- Exercise passage:

For the fifth year in a row, Scott & White was ranked among the top 100 hospitals by one of nation’s key health care rating groups.

Scott & White is one of only two major teaching hospitals in Texas as well as the only health care institution in Central Texas to make the prestigious Thomson Healthcare’s 100 Top Hospitals list for 2007, according to a press release.

This year’s winners include Beth Isreal (Boston), University of Michigan Hospitals and Health Centers (Ann Arbor), and Vanderbilt University Medical Center (Nashville) in the major teaching hospitals category.

“Once again, we are proud that we have been placed in the company of some of the country’s premier medical institutions,” said Dr. Alfred Knight, Scott & White president and CEO. “We work hard to maintain the kind of quality, safety and financial performance that will assure our patients access to the finest care available, whether they live in Central Texas or mid-America.”

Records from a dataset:

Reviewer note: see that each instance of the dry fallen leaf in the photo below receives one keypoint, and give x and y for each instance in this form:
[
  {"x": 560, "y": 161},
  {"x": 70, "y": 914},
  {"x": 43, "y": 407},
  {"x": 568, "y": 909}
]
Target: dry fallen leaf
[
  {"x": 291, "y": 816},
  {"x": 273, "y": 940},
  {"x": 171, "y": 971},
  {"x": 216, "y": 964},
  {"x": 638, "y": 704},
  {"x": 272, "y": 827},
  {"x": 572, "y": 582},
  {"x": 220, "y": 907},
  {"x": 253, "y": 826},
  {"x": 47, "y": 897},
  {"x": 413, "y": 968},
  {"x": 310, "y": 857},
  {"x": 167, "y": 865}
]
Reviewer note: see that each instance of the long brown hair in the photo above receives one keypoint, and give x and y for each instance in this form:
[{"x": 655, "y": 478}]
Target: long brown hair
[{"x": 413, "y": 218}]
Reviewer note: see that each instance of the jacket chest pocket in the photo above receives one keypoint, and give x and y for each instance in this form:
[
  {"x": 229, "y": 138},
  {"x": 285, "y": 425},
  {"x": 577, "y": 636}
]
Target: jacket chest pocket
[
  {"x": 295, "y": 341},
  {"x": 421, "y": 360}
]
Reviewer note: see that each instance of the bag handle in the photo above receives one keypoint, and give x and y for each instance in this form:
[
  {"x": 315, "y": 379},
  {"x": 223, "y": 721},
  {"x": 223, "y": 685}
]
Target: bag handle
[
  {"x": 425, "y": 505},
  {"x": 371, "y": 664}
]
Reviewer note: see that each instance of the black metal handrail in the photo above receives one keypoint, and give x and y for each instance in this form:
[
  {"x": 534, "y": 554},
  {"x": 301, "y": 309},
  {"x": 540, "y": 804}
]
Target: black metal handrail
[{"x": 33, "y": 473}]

- Apply what you read:
[A] List the things Dr. Alfred Knight says Scott & White works hard to maintain, according to the article on the Scott & White ranking.
[B] Answer these questions from the article on the Scott & White ranking:
(i) For how many years in a row has Scott & White been ranked among the top 100 hospitals?
(ii) What positions does Dr. Alfred Knight hold at Scott & White?
(iii) In which city is Vanderbilt University Medical Center?
[C] Continue the article on the Scott & White ranking from its last sentence.
The records have nothing to do with the text.

- Responses:
[A] Quality, safety and financial performance.

[B]
(i) Five years.
(ii) President and CEO.
(iii) Nashville.

[C]
According to the Thomson 100 Top Hospitals: National Benchmarks for Success study, Scott & White was chosen from more than 3,000 hospitals in the United States for its record on safety, quality and efficiency.

“Central Texas can be enormously proud to have a 100 Top Hospital because these hospitals are - above all - very well run organizations,” said Jean Chenoweth, senior vice president, performance improvement and 100 top programs at Thomson Healthcare.

The Thomson researchers evaluated hospitals based on many measures including:

l Mortality figures, adjusted for risk, which were six percent lower among the winning hospitals.

l Number of complications, again adjusted for the risk inherent in the procedure or patient condition, and which were 2.7 percent lower than other healthcare institutions.

l The effectiveness of so-called evidence based processes, which are procedures, resources and information that help health professionals apply evidence from research to care for individual patients.

l The average length of stay which, at 4.93 days, is 10 percent lower than the national average.

l Medical costs, found to be 13.2 percent below most other hospitals.

Thomson also measured the quality of overall patient care, and not solely physician performance.

“For the patient, this means the hospital is significantly more likely to provide dependable, quality care because doing the right thing at the right time matters to everyone in the hospital - not just doctors,” Ms. Chenoweth said.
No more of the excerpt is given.